Requirement
Quote the entries below from the line with "Query: doorway" through the line with "[ ] a keypoint on each instance of the door knob", both ends included, and only those lines.
- - - - -
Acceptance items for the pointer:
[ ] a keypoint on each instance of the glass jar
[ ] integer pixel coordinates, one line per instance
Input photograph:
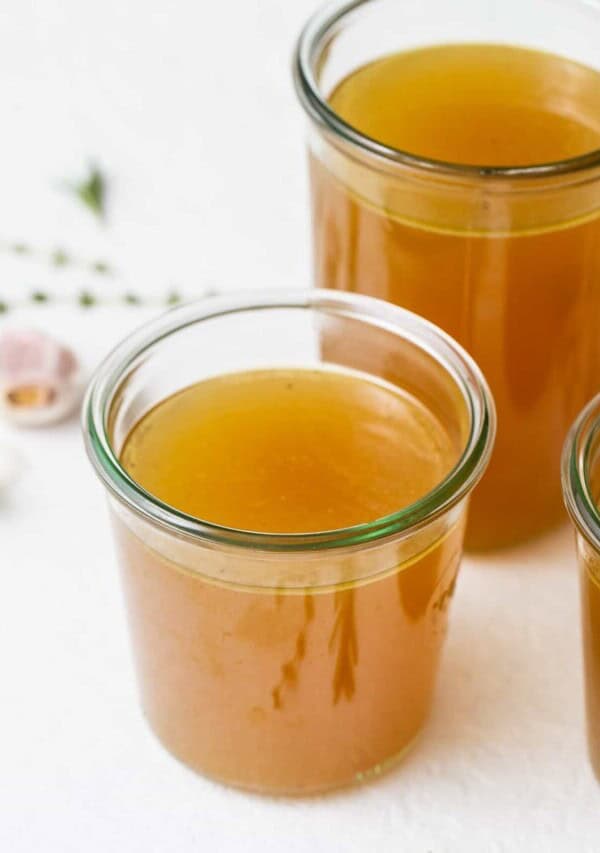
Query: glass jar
(506, 260)
(288, 663)
(581, 486)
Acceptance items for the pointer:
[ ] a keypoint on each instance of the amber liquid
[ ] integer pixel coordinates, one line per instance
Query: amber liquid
(288, 689)
(523, 299)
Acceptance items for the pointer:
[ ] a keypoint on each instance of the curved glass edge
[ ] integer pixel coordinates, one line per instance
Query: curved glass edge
(575, 473)
(457, 484)
(314, 40)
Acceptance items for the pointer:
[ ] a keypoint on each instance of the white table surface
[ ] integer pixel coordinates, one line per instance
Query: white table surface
(188, 107)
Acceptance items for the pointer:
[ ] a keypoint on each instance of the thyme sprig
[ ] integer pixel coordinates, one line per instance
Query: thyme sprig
(90, 299)
(57, 257)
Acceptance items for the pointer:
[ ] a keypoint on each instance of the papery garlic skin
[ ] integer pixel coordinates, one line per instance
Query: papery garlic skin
(40, 379)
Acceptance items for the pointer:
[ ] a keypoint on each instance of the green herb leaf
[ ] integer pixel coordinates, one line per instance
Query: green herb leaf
(92, 191)
(86, 299)
(59, 258)
(101, 267)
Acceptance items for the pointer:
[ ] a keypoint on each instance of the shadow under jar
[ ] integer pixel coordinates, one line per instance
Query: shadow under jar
(455, 170)
(288, 657)
(581, 485)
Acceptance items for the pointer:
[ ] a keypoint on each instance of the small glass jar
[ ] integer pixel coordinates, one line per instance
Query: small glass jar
(581, 486)
(506, 260)
(288, 663)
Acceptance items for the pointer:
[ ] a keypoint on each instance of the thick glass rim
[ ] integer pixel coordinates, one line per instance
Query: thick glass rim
(456, 485)
(576, 460)
(316, 37)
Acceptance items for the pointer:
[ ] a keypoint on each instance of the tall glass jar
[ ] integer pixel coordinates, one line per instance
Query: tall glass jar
(506, 260)
(581, 485)
(288, 663)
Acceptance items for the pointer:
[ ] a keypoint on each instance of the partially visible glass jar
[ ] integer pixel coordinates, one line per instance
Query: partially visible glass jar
(288, 663)
(581, 485)
(506, 260)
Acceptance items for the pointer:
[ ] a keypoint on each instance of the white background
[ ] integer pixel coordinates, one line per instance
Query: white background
(189, 109)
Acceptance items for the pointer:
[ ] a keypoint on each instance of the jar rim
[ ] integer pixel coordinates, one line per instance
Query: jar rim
(576, 483)
(316, 37)
(453, 488)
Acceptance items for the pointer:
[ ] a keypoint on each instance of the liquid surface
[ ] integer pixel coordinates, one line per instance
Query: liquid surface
(476, 104)
(279, 689)
(521, 298)
(289, 451)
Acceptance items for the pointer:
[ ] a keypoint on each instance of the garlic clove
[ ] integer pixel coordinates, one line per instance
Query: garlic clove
(40, 379)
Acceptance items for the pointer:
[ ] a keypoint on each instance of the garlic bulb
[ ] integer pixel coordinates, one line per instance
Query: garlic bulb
(40, 379)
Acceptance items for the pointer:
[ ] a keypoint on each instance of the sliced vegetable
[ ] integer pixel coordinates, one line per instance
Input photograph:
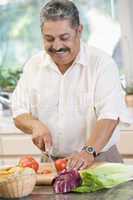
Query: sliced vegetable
(29, 161)
(60, 164)
(66, 181)
(104, 176)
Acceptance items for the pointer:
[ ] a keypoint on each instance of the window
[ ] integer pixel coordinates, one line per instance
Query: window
(20, 35)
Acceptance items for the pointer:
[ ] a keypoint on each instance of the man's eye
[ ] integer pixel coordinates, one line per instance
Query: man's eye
(49, 39)
(65, 38)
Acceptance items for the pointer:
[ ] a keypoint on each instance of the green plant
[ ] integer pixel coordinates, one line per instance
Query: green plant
(9, 78)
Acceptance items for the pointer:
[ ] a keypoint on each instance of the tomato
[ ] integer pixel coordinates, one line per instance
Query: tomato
(60, 164)
(29, 161)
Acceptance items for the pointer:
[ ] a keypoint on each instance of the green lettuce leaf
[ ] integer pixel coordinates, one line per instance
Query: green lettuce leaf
(103, 176)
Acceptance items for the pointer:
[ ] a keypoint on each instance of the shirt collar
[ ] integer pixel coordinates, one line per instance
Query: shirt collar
(80, 59)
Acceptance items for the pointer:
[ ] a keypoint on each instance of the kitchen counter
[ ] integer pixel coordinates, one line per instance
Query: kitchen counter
(121, 192)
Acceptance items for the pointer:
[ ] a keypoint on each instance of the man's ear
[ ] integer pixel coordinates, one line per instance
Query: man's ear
(80, 29)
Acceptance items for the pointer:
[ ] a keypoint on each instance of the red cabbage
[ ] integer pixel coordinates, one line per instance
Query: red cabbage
(66, 181)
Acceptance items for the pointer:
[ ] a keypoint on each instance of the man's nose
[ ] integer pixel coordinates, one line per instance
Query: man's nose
(57, 44)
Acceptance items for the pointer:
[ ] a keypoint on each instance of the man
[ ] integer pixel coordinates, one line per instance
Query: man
(69, 96)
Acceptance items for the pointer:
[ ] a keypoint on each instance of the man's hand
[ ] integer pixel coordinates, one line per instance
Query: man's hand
(80, 160)
(41, 136)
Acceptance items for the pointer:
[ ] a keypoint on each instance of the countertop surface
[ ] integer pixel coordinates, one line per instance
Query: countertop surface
(121, 192)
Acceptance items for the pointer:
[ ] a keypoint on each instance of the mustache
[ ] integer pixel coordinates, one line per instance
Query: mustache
(52, 50)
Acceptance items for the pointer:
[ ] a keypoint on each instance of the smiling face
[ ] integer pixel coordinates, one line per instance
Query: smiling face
(62, 42)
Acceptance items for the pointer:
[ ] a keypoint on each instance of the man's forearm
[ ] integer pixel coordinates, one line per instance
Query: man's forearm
(26, 122)
(101, 134)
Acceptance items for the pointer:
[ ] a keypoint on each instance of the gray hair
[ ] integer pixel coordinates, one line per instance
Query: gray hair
(59, 10)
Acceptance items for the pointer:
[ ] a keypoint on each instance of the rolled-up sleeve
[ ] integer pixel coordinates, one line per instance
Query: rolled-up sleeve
(20, 100)
(109, 97)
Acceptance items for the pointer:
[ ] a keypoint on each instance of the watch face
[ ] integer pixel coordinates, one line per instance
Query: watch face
(90, 149)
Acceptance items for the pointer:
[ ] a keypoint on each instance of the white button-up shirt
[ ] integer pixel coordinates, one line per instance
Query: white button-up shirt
(71, 103)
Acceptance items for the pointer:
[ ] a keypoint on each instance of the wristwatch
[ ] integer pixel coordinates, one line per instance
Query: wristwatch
(90, 150)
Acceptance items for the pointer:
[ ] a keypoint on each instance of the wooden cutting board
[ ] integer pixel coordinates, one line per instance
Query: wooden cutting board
(46, 179)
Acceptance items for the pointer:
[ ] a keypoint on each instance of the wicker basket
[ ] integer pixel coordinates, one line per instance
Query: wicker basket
(17, 186)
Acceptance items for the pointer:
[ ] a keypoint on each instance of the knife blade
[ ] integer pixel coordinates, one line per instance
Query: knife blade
(46, 157)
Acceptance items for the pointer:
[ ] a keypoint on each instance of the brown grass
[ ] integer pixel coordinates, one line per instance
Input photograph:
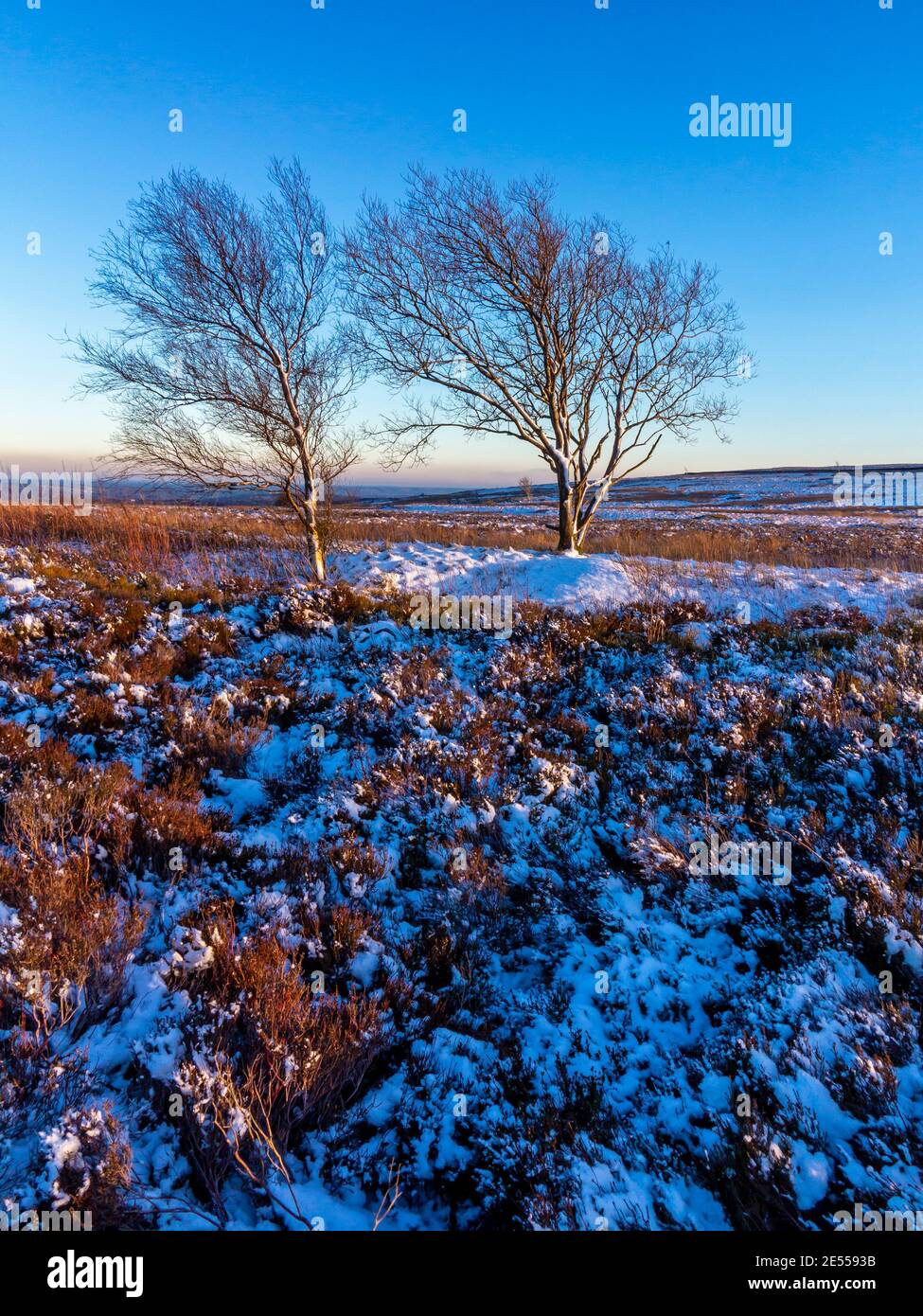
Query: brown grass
(148, 539)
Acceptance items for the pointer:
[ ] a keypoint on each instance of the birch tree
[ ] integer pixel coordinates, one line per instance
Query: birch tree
(229, 366)
(494, 313)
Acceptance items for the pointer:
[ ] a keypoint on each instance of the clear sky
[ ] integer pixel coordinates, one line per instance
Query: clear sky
(599, 98)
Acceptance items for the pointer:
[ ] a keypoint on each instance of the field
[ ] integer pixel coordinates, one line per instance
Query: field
(612, 917)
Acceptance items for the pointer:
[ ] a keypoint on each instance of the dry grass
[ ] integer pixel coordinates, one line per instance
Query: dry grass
(149, 539)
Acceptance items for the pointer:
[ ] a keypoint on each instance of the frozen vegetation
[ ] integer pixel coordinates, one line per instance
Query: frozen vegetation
(313, 918)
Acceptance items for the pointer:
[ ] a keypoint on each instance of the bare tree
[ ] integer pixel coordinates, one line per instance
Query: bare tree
(536, 327)
(229, 367)
(340, 453)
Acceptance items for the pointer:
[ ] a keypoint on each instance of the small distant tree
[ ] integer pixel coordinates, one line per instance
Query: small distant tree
(228, 367)
(523, 323)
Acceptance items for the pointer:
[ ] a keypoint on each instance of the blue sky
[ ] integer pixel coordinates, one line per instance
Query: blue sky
(598, 98)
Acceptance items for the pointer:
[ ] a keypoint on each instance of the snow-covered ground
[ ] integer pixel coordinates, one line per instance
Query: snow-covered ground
(300, 904)
(605, 580)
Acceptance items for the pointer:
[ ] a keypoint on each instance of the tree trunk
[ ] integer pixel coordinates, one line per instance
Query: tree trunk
(315, 547)
(566, 522)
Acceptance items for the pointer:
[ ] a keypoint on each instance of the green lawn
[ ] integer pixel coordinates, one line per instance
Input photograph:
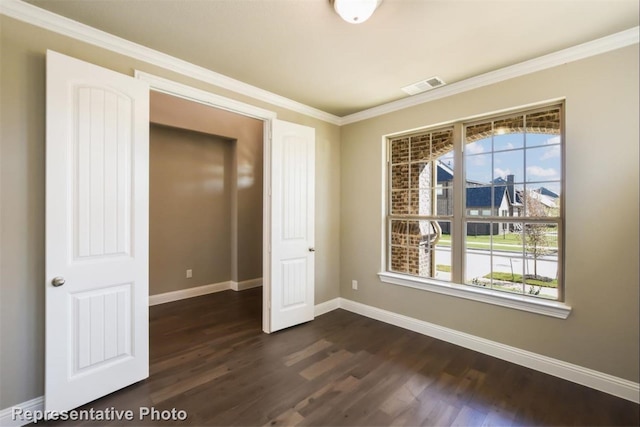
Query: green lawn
(510, 242)
(517, 278)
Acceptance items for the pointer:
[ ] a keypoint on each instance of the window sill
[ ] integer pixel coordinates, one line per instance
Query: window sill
(518, 302)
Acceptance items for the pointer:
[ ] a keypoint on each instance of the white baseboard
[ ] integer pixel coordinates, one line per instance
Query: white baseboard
(6, 415)
(247, 284)
(188, 293)
(203, 290)
(610, 384)
(327, 306)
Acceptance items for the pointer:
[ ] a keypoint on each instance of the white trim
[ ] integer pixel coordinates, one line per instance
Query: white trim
(327, 306)
(610, 384)
(503, 299)
(246, 284)
(50, 21)
(189, 293)
(575, 53)
(190, 93)
(33, 405)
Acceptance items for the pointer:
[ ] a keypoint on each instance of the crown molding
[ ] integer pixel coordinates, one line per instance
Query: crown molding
(575, 53)
(47, 20)
(33, 15)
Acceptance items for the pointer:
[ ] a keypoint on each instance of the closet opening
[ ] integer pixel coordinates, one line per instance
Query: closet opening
(205, 199)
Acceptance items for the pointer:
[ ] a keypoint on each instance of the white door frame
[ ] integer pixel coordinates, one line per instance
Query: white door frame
(180, 90)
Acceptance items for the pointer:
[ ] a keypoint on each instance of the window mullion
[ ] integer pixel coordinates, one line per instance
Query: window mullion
(457, 225)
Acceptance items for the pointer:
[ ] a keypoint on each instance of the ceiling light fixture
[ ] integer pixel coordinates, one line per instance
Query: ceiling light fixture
(355, 11)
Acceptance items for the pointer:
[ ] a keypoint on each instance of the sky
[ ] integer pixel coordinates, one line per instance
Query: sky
(534, 159)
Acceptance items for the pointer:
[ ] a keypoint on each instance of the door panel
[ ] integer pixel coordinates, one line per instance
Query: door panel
(292, 257)
(96, 232)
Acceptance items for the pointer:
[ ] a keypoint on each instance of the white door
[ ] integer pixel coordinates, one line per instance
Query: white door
(97, 322)
(292, 224)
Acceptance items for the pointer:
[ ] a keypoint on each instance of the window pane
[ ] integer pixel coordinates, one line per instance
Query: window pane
(508, 165)
(400, 202)
(400, 177)
(506, 272)
(542, 122)
(540, 201)
(421, 202)
(478, 267)
(478, 132)
(508, 133)
(543, 164)
(398, 261)
(421, 148)
(481, 146)
(443, 252)
(478, 168)
(398, 232)
(541, 259)
(400, 150)
(421, 175)
(479, 199)
(441, 143)
(444, 200)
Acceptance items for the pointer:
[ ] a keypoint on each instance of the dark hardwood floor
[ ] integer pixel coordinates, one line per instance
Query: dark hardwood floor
(210, 358)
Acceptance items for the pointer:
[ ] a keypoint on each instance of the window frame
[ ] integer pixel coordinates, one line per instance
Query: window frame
(456, 286)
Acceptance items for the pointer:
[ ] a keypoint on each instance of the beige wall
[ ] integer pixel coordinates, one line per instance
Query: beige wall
(189, 208)
(22, 148)
(602, 332)
(246, 173)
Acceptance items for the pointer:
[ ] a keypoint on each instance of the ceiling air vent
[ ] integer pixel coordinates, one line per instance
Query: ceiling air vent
(423, 85)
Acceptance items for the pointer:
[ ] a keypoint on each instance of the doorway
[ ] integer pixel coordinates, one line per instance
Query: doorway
(206, 199)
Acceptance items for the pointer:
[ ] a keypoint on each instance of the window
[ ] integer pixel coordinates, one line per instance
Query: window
(479, 204)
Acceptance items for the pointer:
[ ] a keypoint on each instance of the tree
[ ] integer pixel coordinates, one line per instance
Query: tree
(536, 237)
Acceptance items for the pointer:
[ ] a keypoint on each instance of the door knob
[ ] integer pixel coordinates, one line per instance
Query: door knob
(58, 281)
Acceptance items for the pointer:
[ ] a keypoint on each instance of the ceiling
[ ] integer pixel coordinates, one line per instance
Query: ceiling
(302, 50)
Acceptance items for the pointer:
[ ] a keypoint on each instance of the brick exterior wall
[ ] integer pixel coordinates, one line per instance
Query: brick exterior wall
(412, 193)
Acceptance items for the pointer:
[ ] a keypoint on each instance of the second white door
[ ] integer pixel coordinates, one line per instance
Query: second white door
(292, 262)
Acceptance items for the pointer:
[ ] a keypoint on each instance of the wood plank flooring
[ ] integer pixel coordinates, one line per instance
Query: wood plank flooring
(210, 358)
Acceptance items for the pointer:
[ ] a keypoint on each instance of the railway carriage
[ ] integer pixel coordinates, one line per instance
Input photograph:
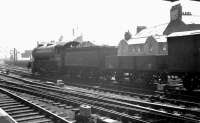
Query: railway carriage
(184, 57)
(87, 61)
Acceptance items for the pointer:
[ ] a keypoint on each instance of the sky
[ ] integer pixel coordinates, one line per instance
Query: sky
(24, 22)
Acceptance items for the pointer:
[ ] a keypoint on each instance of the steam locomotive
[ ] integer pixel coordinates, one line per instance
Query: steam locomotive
(183, 61)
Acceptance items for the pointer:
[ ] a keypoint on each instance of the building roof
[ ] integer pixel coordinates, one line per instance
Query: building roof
(193, 32)
(142, 40)
(152, 31)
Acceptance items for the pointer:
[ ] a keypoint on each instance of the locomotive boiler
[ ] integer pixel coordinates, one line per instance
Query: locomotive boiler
(182, 60)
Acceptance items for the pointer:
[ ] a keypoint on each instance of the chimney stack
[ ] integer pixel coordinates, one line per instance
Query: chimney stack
(140, 28)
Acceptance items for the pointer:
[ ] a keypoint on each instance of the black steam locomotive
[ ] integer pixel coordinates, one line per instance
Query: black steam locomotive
(183, 61)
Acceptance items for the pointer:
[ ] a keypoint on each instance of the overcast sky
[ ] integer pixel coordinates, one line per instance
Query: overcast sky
(24, 22)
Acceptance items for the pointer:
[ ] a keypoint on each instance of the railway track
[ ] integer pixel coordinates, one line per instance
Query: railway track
(180, 95)
(24, 111)
(182, 109)
(130, 108)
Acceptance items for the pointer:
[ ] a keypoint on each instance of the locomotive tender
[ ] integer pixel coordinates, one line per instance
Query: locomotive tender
(183, 60)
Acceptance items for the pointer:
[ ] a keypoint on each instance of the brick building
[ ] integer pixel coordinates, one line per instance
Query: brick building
(152, 41)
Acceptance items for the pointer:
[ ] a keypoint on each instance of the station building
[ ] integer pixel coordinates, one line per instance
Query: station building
(152, 41)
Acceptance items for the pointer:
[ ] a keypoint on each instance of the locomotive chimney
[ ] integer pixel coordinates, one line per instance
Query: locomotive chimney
(176, 13)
- - - - -
Solution
Query: doorway
(206, 199)
Acceptance items for the pointer:
[ ] a keypoint on each instance of the window
[ ] integer pixel coordinates, one line per instance
Query: window
(479, 204)
Acceptance items for the pointer:
[ ] a keypoint on each instance of the tree
[ ] integer pixel coordinates, one line per instance
Query: tree
(536, 237)
Acceptance items for the pointer:
[ ] a keypoint on each instance of the door knob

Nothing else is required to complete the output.